Repeat each of the records below word for word, but leave the pictures out of your answer.

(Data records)

--- --- ---

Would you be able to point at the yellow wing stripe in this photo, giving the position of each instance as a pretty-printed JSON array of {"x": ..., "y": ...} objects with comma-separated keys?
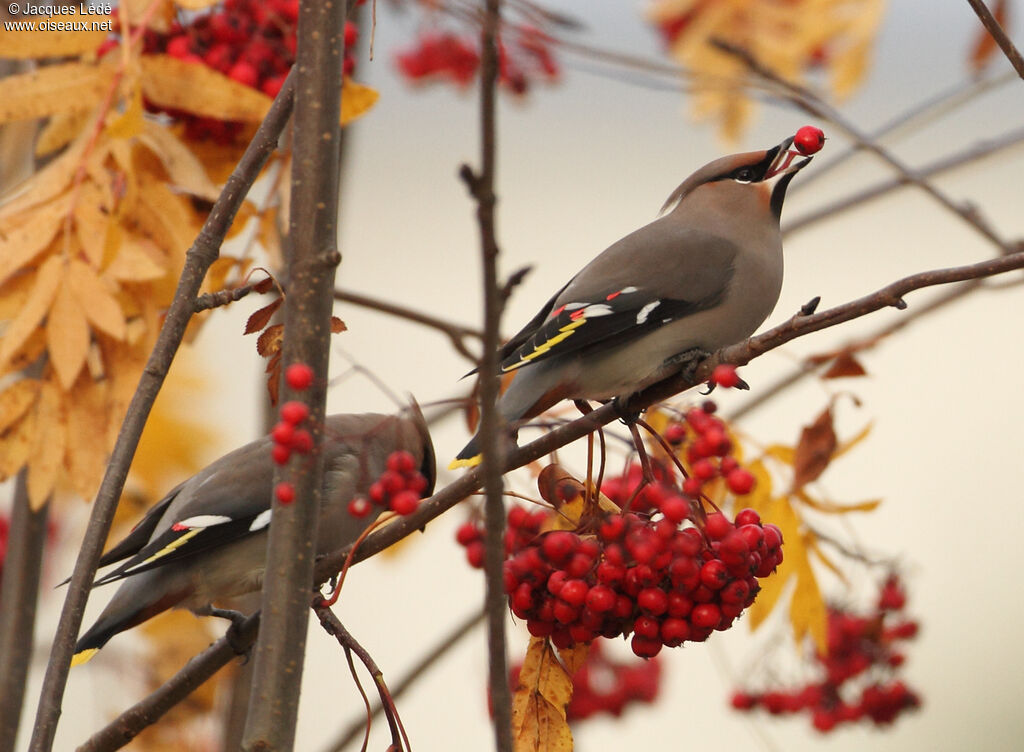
[
  {"x": 540, "y": 349},
  {"x": 176, "y": 543}
]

--- --- ---

● **TASK RESPONSE**:
Would you be able to point at the yellow wing stripe in this photo, giving the position of each instance as a pretty-printed JSON array of {"x": ..., "y": ...} objects with comma-separated keys?
[
  {"x": 540, "y": 349},
  {"x": 176, "y": 543}
]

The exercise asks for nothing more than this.